**Extracted entries**
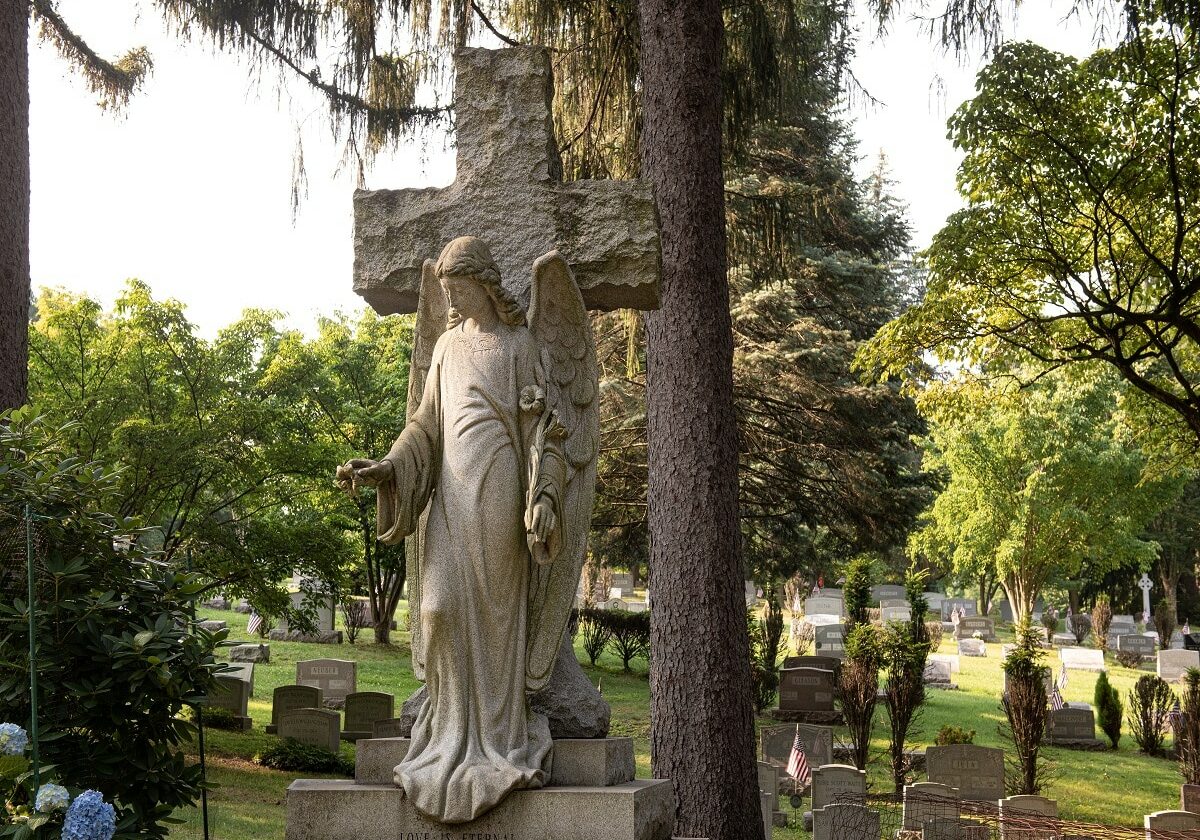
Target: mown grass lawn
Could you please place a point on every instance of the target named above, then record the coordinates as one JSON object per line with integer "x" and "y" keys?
{"x": 1104, "y": 787}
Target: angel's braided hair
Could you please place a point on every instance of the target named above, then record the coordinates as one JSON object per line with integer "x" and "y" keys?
{"x": 469, "y": 257}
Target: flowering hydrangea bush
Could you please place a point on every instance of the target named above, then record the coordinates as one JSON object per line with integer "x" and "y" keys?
{"x": 13, "y": 739}
{"x": 89, "y": 819}
{"x": 52, "y": 798}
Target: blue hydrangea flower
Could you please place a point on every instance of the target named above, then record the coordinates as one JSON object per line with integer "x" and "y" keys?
{"x": 52, "y": 798}
{"x": 89, "y": 819}
{"x": 13, "y": 739}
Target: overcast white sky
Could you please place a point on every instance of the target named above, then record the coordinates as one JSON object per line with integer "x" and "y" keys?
{"x": 190, "y": 189}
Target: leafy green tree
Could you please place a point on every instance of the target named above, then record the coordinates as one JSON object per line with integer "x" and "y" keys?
{"x": 1038, "y": 479}
{"x": 209, "y": 451}
{"x": 117, "y": 657}
{"x": 349, "y": 385}
{"x": 1080, "y": 231}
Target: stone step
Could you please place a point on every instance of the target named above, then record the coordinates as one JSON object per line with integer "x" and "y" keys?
{"x": 592, "y": 762}
{"x": 333, "y": 809}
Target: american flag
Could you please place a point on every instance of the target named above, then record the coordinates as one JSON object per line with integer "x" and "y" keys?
{"x": 1175, "y": 714}
{"x": 798, "y": 763}
{"x": 1056, "y": 699}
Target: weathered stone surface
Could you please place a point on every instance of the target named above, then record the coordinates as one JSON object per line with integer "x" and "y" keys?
{"x": 587, "y": 762}
{"x": 570, "y": 702}
{"x": 250, "y": 653}
{"x": 976, "y": 772}
{"x": 509, "y": 191}
{"x": 342, "y": 810}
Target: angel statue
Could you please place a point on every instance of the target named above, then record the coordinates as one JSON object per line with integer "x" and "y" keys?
{"x": 493, "y": 477}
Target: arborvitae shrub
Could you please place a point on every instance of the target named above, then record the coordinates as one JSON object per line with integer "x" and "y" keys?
{"x": 1109, "y": 709}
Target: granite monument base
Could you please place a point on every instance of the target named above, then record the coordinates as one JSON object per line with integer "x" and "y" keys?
{"x": 330, "y": 809}
{"x": 592, "y": 762}
{"x": 808, "y": 717}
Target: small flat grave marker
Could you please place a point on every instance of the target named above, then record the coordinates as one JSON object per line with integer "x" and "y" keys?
{"x": 972, "y": 647}
{"x": 317, "y": 727}
{"x": 977, "y": 772}
{"x": 1174, "y": 664}
{"x": 1081, "y": 659}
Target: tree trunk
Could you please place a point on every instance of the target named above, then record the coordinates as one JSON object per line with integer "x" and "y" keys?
{"x": 13, "y": 202}
{"x": 701, "y": 711}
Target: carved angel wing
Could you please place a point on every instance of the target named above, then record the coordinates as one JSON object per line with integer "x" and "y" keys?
{"x": 431, "y": 322}
{"x": 563, "y": 330}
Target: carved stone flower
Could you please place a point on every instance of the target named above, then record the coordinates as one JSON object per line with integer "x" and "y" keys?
{"x": 533, "y": 400}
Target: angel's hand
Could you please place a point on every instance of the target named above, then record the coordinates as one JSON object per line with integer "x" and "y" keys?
{"x": 541, "y": 522}
{"x": 363, "y": 472}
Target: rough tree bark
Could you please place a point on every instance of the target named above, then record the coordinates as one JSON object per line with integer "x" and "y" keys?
{"x": 13, "y": 202}
{"x": 701, "y": 712}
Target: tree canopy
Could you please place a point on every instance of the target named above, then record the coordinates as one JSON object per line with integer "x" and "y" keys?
{"x": 1081, "y": 232}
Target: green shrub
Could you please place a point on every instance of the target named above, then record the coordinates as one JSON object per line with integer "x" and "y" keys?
{"x": 630, "y": 634}
{"x": 1109, "y": 711}
{"x": 857, "y": 592}
{"x": 1150, "y": 703}
{"x": 292, "y": 755}
{"x": 954, "y": 735}
{"x": 1187, "y": 730}
{"x": 595, "y": 633}
{"x": 117, "y": 661}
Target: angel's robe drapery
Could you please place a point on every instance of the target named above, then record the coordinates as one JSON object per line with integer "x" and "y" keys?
{"x": 467, "y": 454}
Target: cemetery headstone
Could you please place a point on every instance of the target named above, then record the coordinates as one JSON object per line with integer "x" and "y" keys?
{"x": 925, "y": 801}
{"x": 1175, "y": 825}
{"x": 393, "y": 727}
{"x": 1073, "y": 727}
{"x": 363, "y": 709}
{"x": 832, "y": 783}
{"x": 952, "y": 658}
{"x": 1081, "y": 659}
{"x": 970, "y": 625}
{"x": 826, "y": 663}
{"x": 820, "y": 605}
{"x": 829, "y": 641}
{"x": 964, "y": 605}
{"x": 1018, "y": 813}
{"x": 1174, "y": 664}
{"x": 291, "y": 697}
{"x": 250, "y": 653}
{"x": 316, "y": 727}
{"x": 954, "y": 828}
{"x": 972, "y": 647}
{"x": 977, "y": 772}
{"x": 335, "y": 677}
{"x": 232, "y": 694}
{"x": 807, "y": 690}
{"x": 845, "y": 821}
{"x": 777, "y": 743}
{"x": 887, "y": 591}
{"x": 244, "y": 671}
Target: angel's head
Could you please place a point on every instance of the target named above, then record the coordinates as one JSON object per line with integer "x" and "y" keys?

**Problem requirements**
All of the data above should be transcribed verbatim, with pictures omitted.

**Completed task**
Target: mown grass lawn
Could you please place a point on every instance of the target named above, then record the coordinates as one JSON object per line with integer "x" and "y" keys?
{"x": 1104, "y": 787}
Target: angel's braided hair
Could you please place a point on every instance of the target named above, then record the coordinates as one JSON object per line with integer "x" and "y" keys?
{"x": 469, "y": 257}
Target: flowering hydrangea bush
Could you please place a point on every instance of the target named above, then record the coordinates as one JSON object per line with integer "x" and "y" keys?
{"x": 13, "y": 739}
{"x": 89, "y": 819}
{"x": 52, "y": 798}
Target: blue hydrangea flower
Could you please place a point on every instance of the target named above, then record the coordinates as one JSON object per line with integer "x" and "y" keys?
{"x": 52, "y": 798}
{"x": 89, "y": 819}
{"x": 13, "y": 739}
Target: overcast white sky
Could you please place a point on every instance of the target named above, then record the coordinates as one JSON object per line with integer "x" and "y" keys?
{"x": 190, "y": 189}
Target: leafy green tree
Could you please place a point on every instance of the target named above, then record the coordinates as one JSON object per line with integer "x" and "y" keys?
{"x": 1038, "y": 479}
{"x": 209, "y": 451}
{"x": 117, "y": 657}
{"x": 349, "y": 385}
{"x": 1080, "y": 231}
Target: stone step
Could you please place a point on every instance of the target named above, then record the coordinates as one JSON object per line with integer "x" and "y" keys?
{"x": 592, "y": 762}
{"x": 333, "y": 809}
Target: american flag
Could you please place a point on every instance of the target named above, then record the coordinates as one JSON object per line with integer "x" and "y" keys?
{"x": 1175, "y": 714}
{"x": 798, "y": 763}
{"x": 1056, "y": 699}
Target: weathered stone surface
Could you please place a point on every instance of the target named above, then record the coordinates as one JSON object per line with integer "x" and "y" keys?
{"x": 587, "y": 762}
{"x": 570, "y": 702}
{"x": 250, "y": 653}
{"x": 976, "y": 772}
{"x": 509, "y": 191}
{"x": 342, "y": 810}
Target: angel statue
Could you please place a point on every instance of the target named above, then record the coordinates as one JSON object per line with integer "x" and "y" keys?
{"x": 493, "y": 477}
Target: arborvitae shrub
Could you please place a point on every instance of the target named above, then record the coordinates as one JSON object per line with integer "x" and "y" keys?
{"x": 1109, "y": 709}
Target: granite monument base
Could you please place a point on every instance of the target named above, then record the coordinates as one JSON object per line with integer "x" and "y" keys?
{"x": 330, "y": 809}
{"x": 592, "y": 762}
{"x": 808, "y": 717}
Target: small flat grave marker
Could you please place a point on every instance of the target named above, then record the coordinates as one JSON object per line with integer "x" and "y" keys?
{"x": 972, "y": 647}
{"x": 317, "y": 727}
{"x": 977, "y": 772}
{"x": 1174, "y": 664}
{"x": 1081, "y": 659}
Target: tree trunk
Could you please place a point on every instance of the target named above, then record the coordinates as one JSON object per line with integer "x" and "y" keys?
{"x": 13, "y": 202}
{"x": 701, "y": 711}
Target: carved angel wing
Could you please place a point on every instance of the target named above, then record the coordinates as one JSON object per line with integer "x" and "y" keys?
{"x": 431, "y": 322}
{"x": 563, "y": 330}
Target: carved stone flower
Could you please place a point on every instance of the target named above, then record the coordinates as one JSON object per line with integer "x" and "y" keys?
{"x": 533, "y": 400}
Target: angel's hand
Could you please place a point on every instance of the target named above, then record the coordinates as one JSON object per line with integer "x" and "y" keys?
{"x": 541, "y": 522}
{"x": 363, "y": 472}
Target: rough tree bark
Could you please place a point on every instance of the target named above, then record the coordinates as one JSON object per line with integer "x" and "y" keys?
{"x": 13, "y": 202}
{"x": 701, "y": 712}
Target: tree canopy
Could you please place a point on every instance of the target named above, then record the coordinates as one JSON object per line with integer "x" and "y" keys?
{"x": 1081, "y": 232}
Target: green shrub
Could you please place a point on every instance of the target named above, then record the coordinates as one JSON object per line with integer "x" and "y" keys?
{"x": 630, "y": 634}
{"x": 1109, "y": 711}
{"x": 857, "y": 592}
{"x": 1150, "y": 703}
{"x": 292, "y": 755}
{"x": 954, "y": 735}
{"x": 1187, "y": 730}
{"x": 595, "y": 633}
{"x": 117, "y": 661}
Target: angel's robe drapery
Could you please place a point on every instance of the target named above, then record the coordinates as one JSON object per line with integer "x" and "y" keys?
{"x": 467, "y": 454}
Target: cemetery headstone
Could you please place a point on every instance of the target named above, then record the coordinates as one JSON object per line with integer "x" and "y" keys?
{"x": 925, "y": 801}
{"x": 1175, "y": 825}
{"x": 393, "y": 727}
{"x": 1073, "y": 727}
{"x": 363, "y": 709}
{"x": 832, "y": 783}
{"x": 952, "y": 658}
{"x": 1081, "y": 659}
{"x": 970, "y": 625}
{"x": 826, "y": 663}
{"x": 820, "y": 605}
{"x": 829, "y": 641}
{"x": 964, "y": 605}
{"x": 1018, "y": 813}
{"x": 1174, "y": 664}
{"x": 291, "y": 697}
{"x": 250, "y": 653}
{"x": 316, "y": 727}
{"x": 954, "y": 828}
{"x": 972, "y": 647}
{"x": 977, "y": 772}
{"x": 335, "y": 677}
{"x": 232, "y": 694}
{"x": 807, "y": 690}
{"x": 845, "y": 821}
{"x": 777, "y": 743}
{"x": 887, "y": 591}
{"x": 244, "y": 671}
Target: angel's head
Could you please place a point on every instance of the target named above, then record the coordinates as one JSON object per line with integer "x" and "y" keys?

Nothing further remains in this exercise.